--- START OF Data in this exercise ---

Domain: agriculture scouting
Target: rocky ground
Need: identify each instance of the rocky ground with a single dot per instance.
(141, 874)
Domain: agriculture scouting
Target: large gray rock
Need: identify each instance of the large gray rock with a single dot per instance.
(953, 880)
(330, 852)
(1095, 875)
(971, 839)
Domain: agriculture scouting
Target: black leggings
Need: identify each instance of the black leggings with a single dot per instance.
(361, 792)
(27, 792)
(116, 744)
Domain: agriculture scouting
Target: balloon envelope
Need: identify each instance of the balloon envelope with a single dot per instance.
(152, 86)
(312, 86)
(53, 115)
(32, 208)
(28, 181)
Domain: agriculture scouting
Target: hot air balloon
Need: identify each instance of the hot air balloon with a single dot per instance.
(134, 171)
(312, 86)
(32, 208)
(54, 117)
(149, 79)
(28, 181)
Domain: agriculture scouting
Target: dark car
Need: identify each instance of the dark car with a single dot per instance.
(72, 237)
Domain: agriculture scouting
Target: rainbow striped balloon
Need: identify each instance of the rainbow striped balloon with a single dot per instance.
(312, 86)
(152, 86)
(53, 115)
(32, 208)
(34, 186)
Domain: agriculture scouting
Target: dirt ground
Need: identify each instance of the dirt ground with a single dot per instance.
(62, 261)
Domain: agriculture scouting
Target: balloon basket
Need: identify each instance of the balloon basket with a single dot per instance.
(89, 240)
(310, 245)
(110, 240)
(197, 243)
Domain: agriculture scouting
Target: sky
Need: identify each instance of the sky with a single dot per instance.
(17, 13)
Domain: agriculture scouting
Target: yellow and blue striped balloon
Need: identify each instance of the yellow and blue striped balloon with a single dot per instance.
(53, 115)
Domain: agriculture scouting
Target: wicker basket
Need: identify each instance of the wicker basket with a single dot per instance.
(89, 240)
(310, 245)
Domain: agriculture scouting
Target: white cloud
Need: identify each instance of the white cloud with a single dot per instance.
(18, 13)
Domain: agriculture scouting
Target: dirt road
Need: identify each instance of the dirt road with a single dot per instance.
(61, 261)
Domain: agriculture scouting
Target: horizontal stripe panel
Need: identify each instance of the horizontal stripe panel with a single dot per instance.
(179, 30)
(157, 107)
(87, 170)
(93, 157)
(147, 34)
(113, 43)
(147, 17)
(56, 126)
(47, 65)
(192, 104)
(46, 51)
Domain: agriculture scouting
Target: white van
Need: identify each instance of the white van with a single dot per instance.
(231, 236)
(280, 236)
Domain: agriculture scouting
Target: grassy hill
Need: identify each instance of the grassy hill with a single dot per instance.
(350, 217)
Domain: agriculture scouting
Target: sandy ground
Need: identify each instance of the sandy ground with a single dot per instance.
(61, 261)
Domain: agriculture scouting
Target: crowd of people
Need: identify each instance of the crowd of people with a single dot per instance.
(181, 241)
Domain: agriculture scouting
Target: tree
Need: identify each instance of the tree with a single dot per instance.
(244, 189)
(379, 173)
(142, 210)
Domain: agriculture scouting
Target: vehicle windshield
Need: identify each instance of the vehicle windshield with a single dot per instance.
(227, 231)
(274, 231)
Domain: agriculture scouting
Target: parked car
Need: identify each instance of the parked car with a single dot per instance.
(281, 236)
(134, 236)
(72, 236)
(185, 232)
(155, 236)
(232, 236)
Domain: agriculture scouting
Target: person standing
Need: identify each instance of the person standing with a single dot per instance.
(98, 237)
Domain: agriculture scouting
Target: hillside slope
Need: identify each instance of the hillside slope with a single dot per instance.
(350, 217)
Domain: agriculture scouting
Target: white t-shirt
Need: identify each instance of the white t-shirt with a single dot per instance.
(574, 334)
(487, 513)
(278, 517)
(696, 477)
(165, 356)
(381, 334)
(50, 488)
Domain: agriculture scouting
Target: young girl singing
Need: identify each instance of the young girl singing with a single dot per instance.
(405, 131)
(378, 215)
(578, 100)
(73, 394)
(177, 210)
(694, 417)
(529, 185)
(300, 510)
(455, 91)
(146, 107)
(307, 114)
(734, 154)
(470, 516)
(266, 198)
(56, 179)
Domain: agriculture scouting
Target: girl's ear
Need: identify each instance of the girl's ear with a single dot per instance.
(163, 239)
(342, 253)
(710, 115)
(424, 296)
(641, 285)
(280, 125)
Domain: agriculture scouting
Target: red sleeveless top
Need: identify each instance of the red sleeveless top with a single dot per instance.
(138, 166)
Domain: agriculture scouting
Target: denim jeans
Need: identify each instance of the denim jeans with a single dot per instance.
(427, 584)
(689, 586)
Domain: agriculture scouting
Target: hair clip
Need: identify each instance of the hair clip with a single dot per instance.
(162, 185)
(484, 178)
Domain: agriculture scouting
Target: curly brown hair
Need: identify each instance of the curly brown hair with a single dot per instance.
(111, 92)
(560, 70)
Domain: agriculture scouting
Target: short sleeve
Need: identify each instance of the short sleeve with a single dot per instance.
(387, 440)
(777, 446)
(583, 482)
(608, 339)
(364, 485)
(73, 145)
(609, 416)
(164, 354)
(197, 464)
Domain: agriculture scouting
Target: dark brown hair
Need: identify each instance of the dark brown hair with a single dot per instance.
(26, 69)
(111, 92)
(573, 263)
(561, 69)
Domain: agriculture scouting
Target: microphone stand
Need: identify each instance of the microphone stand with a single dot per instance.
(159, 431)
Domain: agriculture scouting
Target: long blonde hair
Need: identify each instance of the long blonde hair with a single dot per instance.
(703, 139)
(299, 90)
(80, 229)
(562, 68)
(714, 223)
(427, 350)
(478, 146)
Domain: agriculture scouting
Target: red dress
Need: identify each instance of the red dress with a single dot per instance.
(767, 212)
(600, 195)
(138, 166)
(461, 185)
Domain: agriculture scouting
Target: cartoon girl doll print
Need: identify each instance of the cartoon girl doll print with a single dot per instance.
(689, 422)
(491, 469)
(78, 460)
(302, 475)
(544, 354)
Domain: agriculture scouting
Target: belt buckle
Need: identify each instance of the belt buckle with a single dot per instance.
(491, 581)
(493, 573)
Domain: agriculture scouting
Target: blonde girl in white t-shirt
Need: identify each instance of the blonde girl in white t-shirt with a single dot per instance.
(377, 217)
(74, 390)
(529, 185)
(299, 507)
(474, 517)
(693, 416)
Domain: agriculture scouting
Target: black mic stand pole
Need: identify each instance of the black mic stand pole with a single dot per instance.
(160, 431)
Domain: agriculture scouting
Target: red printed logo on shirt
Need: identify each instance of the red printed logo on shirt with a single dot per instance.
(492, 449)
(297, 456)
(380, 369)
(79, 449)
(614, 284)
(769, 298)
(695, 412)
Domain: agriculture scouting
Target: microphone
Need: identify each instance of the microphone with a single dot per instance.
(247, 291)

--- END OF Data in this exercise ---

The records above should all be quoted exactly, please.

Correct response:
Domain: agriculture scouting
Target: rocky ground
Need: identify each instance of the rocky ground with a single dot per instance.
(141, 874)
Domain: agriculture scouting
Target: large gray rock
Need: identify each instance of the large gray rock with a single dot per instance.
(953, 880)
(330, 852)
(1095, 875)
(971, 839)
Domain: agriculture scouting
Target: black leggings
Need: identify each instance of the black leggings with a single dot per instance.
(361, 792)
(27, 792)
(116, 744)
Domain: agriculture scouting
Target: balloon envelope
Need: identify each instance of the balloon envelope with a single dot per instance.
(152, 86)
(312, 86)
(53, 115)
(32, 208)
(28, 181)
Domain: agriculture scouting
Target: hot air balloon
Need: identify each instance of the hot air balloon with a single dot per instance.
(134, 171)
(312, 86)
(32, 208)
(54, 117)
(149, 79)
(28, 181)
Domain: agriculture scouting
Target: dark car
Need: identify each instance of the dark car with a single dot per instance.
(72, 237)
Domain: agriculture scouting
Target: rainbow striped balloon
Need: identify each instance of the rainbow striped balloon with a single dot per instance.
(312, 86)
(152, 86)
(53, 115)
(32, 208)
(34, 186)
Domain: agriculture scouting
Target: dirt ground
Need: identify each instance of the dirt ground with a single dot per instance.
(62, 261)
Domain: agriculture scouting
Target: balloon basket
Need: identify each instance of the balloon basket with a single dot per instance.
(89, 240)
(310, 245)
(110, 240)
(197, 243)
Domain: agriculture scouting
Target: sky
Need: identify each instance of the sky with a single dot per instance.
(17, 13)
Domain: agriculture scouting
Target: yellow and blue striped balloon
Need: identify each instance of the yellow and blue striped balloon with a single dot per instance.
(53, 115)
Domain: agriculture scouting
Target: wicker basket
Need: identify each instance of the wicker basket with a single dot per instance.
(89, 240)
(310, 245)
Domain: agriculture scouting
Target: white cloud
Need: identify each instance of the white cloud with a single dot per instance.
(18, 13)
Domain: agriculture scouting
Target: dirt road
Need: identify each instance of the dirt road with a single dot per instance.
(61, 261)
Domain: agriculture scouting
Target: horizontal stripe panel
Need: identify each instance of the horizontal stripe panel with a single dot per instance.
(179, 30)
(157, 107)
(87, 170)
(93, 157)
(147, 34)
(113, 43)
(147, 17)
(56, 126)
(47, 65)
(192, 104)
(46, 51)
Domain: agriculture scouting
Target: white van
Need: identify each instance of the white van with a single dot per instance.
(231, 236)
(280, 236)
Domain: agriculture scouting
Target: grassy hill
Need: identify each instance of the grassy hill with a single dot per instance.
(350, 217)
Domain: agriculture scouting
Target: sandy ground
Need: identify each instance of the sandy ground with a single dot per instance.
(61, 261)
Domain: agriculture scouting
Target: crowd of people
Need: identify each instance of the crowd of people with a single dot per instance.
(181, 241)
Domain: agriculture scouting
Target: tree
Need: identify each instance of the tree with a single dot per instance.
(244, 189)
(379, 173)
(142, 210)
Domain: agriculture scouting
Target: vehicle windshield
Need: identify each instance of the vehicle windshield with a single dot per instance.
(227, 231)
(274, 231)
Domain: agriculture scouting
Target: parked car
Need: identify each instance of the parked car with a single dot per instance.
(281, 236)
(134, 236)
(72, 236)
(185, 232)
(155, 236)
(232, 236)
Domain: agriculture scouting
Target: person standing
Need: identify each instance of the person standing with a single dot per instance.
(98, 237)
Domain: agriculture scouting
Target: hillside slope
Need: identify each instance of the hillside slope with a single dot per instance.
(350, 217)
Domain: agriculture scouting
Target: white t-shirt
Need: identify each instance of the white t-shirt with a single dot per instance.
(574, 334)
(487, 513)
(278, 517)
(696, 477)
(165, 356)
(381, 334)
(50, 488)
Domain: agriculture scouting
Target: young girl singing
Need: identify each instance of the young girl singing with a single dot per instance.
(405, 131)
(378, 215)
(578, 100)
(73, 394)
(177, 210)
(694, 417)
(529, 185)
(300, 510)
(455, 91)
(146, 107)
(307, 114)
(734, 154)
(470, 516)
(266, 198)
(56, 179)
Domain: agriculture scouting
Target: girl's ear
Need: identify each instance of the girl's ear with a single dot per instance.
(163, 239)
(342, 253)
(710, 115)
(424, 296)
(641, 285)
(280, 125)
Domain: agriculture scouting
Target: red sleeveless top
Need: identify each instance of the red sleeveless top with a single dot per instance.
(138, 166)
Domain: agriculture scouting
Target: denim jeans
Need: identify each instance of the denim jeans with a single dot per instance.
(427, 584)
(689, 586)
Domain: agriculture scouting
Target: hair clip
Need: identify each instance of the hair clip with a single dot per instance.
(162, 185)
(484, 178)
Domain: agriculture scouting
Target: curly brown hair
Need: identify each instance of the curly brown hair with a single dot per instance.
(111, 92)
(560, 70)
Domain: agriculture scouting
Target: short sleeve
Need: identify each instance of the short sleeve with a single dot per instance.
(387, 440)
(777, 446)
(583, 482)
(608, 339)
(364, 485)
(73, 145)
(609, 416)
(164, 354)
(197, 464)
Domain: agriculture scouting
Target: dark brown hair
Need: identify each instance of the dark brown hair with a single dot per instance.
(26, 69)
(111, 92)
(573, 263)
(561, 69)
Domain: agriculture scouting
Target: microphone stand
Need: identify each instance of the microphone stand with a single dot per instance.
(159, 431)
Domain: agriculture scouting
Target: long blonde hair
Need: identify each instance of the long blonde hair with a single dot per instance.
(703, 139)
(299, 90)
(80, 229)
(562, 68)
(714, 223)
(427, 350)
(478, 146)
Domain: agriculture scouting
Target: red dress
Need: identify each instance of the red dress with a single dot per instance.
(767, 212)
(600, 195)
(138, 166)
(461, 185)
Domain: agriculture scouting
Target: cartoon girl doll print
Need: identify each instance of the cartoon girl doll print with a single dot per instance.
(689, 422)
(491, 469)
(78, 460)
(302, 475)
(544, 354)
Domain: agriculture scouting
Target: belt buckle
Need: identify each instance of the belt buckle with a single dot per instance.
(491, 581)
(493, 573)
Domain: agriculture scouting
Target: blonde girl in white t-shirt
Need: identify each instance of the blonde girl in white t-shirt with a single dot per instance.
(377, 217)
(74, 390)
(529, 185)
(299, 507)
(474, 517)
(693, 416)
Domain: agriculture scouting
Target: black mic stand pole
Need: identify each instance of the black mic stand pole with a single dot per instance.
(160, 431)
Domain: agriculture scouting
Target: red printed logo on shirt
Need: identify each instance of the red printed logo on shirt with a single dot per instance.
(492, 449)
(297, 456)
(380, 369)
(79, 449)
(614, 284)
(769, 298)
(695, 412)
Domain: agriculture scouting
Target: microphone
Need: identify each instance of the microphone with a single dot per instance.
(247, 291)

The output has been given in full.